- [Set exercise]: Turn the whole listing below into a numbered list, one line per item, leaving out any blank lines.

- [Task input]:
— begin —

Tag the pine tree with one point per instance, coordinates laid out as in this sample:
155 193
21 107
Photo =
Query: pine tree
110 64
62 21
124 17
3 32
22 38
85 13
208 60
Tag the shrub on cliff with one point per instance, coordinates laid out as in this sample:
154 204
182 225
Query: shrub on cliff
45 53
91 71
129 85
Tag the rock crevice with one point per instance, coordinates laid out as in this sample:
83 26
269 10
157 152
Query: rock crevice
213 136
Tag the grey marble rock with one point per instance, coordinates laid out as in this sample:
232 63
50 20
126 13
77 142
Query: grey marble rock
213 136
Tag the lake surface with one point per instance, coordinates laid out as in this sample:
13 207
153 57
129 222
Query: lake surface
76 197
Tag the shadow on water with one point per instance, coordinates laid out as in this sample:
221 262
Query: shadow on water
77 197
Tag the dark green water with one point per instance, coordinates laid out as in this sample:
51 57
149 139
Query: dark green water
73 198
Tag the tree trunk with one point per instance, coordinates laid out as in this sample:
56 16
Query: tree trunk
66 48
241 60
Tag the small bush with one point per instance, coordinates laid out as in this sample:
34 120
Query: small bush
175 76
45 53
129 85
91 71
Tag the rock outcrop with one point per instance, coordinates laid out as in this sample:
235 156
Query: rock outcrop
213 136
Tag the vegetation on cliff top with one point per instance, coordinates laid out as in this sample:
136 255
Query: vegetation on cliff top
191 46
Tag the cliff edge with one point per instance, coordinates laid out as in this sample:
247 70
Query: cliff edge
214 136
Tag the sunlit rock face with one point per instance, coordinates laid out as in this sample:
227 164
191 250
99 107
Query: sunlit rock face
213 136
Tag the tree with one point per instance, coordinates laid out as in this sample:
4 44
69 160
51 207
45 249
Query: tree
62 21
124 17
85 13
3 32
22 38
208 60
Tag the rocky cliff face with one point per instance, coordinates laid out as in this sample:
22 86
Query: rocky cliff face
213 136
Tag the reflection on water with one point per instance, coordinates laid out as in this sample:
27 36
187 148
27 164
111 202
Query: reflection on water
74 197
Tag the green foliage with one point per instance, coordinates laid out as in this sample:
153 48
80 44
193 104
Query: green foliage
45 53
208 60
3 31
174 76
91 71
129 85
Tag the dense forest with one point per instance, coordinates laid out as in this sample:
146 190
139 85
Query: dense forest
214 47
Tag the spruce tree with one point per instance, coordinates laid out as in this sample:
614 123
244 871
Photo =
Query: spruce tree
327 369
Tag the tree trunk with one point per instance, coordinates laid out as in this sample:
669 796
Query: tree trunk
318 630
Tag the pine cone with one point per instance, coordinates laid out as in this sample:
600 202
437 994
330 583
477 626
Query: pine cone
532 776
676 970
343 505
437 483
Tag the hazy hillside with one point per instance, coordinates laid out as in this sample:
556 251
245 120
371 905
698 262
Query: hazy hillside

— end —

- [The result]:
1. Tag the pine tree with one point per instance, coordinates laid out as in this sample:
2. 155 193
3. 21 107
4. Photo =
5. Query: pine tree
6. 110 64
7. 62 21
8. 124 17
9. 3 32
10. 22 38
11. 85 13
12. 208 60
13. Tag the shrub on cliff with one point per instance, coordinates laid out as in this sample:
14. 154 204
15. 182 225
16. Query: shrub on cliff
17. 45 53
18. 91 71
19. 129 85
20. Tag the rock crevice with one point per instance, coordinates laid out as in this sample:
21. 83 26
22. 269 10
23. 157 152
24. Query: rock crevice
25. 213 136
26. Tag the grey marble rock with one point per instance, coordinates laid out as in this sample:
27. 232 63
28. 50 20
29. 126 13
30. 77 142
31. Query: grey marble rock
32. 213 136
33. Tag the lake surface with one point per instance, coordinates laid out as in this sample:
34. 13 207
35. 153 57
36. 129 222
37. Query: lake surface
38. 76 197
39. Tag the shadow on water with one point per instance, coordinates laid out as in this sample:
40. 221 262
41. Query: shadow on water
42. 77 197
43. Tag the dark green water with one point per instance, coordinates laid out as in this sample:
44. 51 57
45. 149 139
46. Query: dark green water
47. 73 198
48. Tag the tree trunk with one point per instance, coordinates laid out as in this sample:
49. 56 16
50. Query: tree trunk
51. 66 48
52. 241 60
53. Tag the small bush with one point per instance, coordinates laid out as in this sample:
54. 34 120
55. Query: small bush
56. 175 76
57. 45 53
58. 129 85
59. 91 71
60. Tag the rock outcrop with one point per instance, coordinates laid out as in this sample:
61. 235 156
62. Query: rock outcrop
63. 213 136
64. Tag the vegetation on cliff top with one point per instance, coordinates laid out as in this sample:
65. 136 255
66. Query: vegetation on cliff top
67. 191 46
68. Tag the cliff edge with one point per instance, coordinates laid out as in this sample:
69. 247 70
70. Query: cliff edge
71. 214 136
72. Tag the sunlit rock face with one point per instance, coordinates laid out as in this sample:
73. 227 164
74. 191 250
75. 99 107
76. Query: sunlit rock face
77. 213 136
78. Tag the tree with one point per instance, coordinates laid out as in this sample:
79. 4 44
80. 69 160
81. 51 207
82. 45 249
83. Query: tree
84. 62 21
85. 124 17
86. 85 13
87. 3 32
88. 22 38
89. 208 60
90. Tag the rocky cliff face with one point per instance, coordinates laid out as in this sample:
91. 22 86
92. Query: rocky cliff face
93. 213 136
94. Tag the reflection on water with one point per instance, coordinates laid out as in this sample:
95. 27 36
96. 187 148
97. 27 164
98. 111 202
99. Query: reflection on water
100. 74 197
101. Tag the green foliage with one point per instance, coordinates laid out as in this sample:
102. 153 48
103. 80 44
104. 193 104
105. Query: green foliage
106. 45 53
107. 208 60
108. 3 31
109. 174 76
110. 91 71
111. 129 85
112. Tag the dense forest with one point per instance, coordinates laid out as in this sample:
113. 146 190
114. 139 85
115. Query: dense forest
116. 214 47
117. Tag the spruce tree with one point per instance, coordinates laid out as in this sample:
118. 614 123
119. 244 871
120. Photo =
121. Query: spruce tree
122. 327 369
123. Tag the tree trunk with one point per instance, coordinates laid out as in this sample:
124. 669 796
125. Query: tree trunk
126. 318 630
127. Tag the pine cone with one point per instance, coordinates laid out as in this sample:
128. 600 202
129. 437 994
130. 330 583
131. 477 626
132. Query: pine cone
133. 532 776
134. 676 970
135. 343 505
136. 437 483
137. Tag the hazy hillside with one point per instance, coordinates laid out as in this sample:
138. 556 251
139. 245 120
140. 371 905
141. 698 262
142. Query: hazy hillside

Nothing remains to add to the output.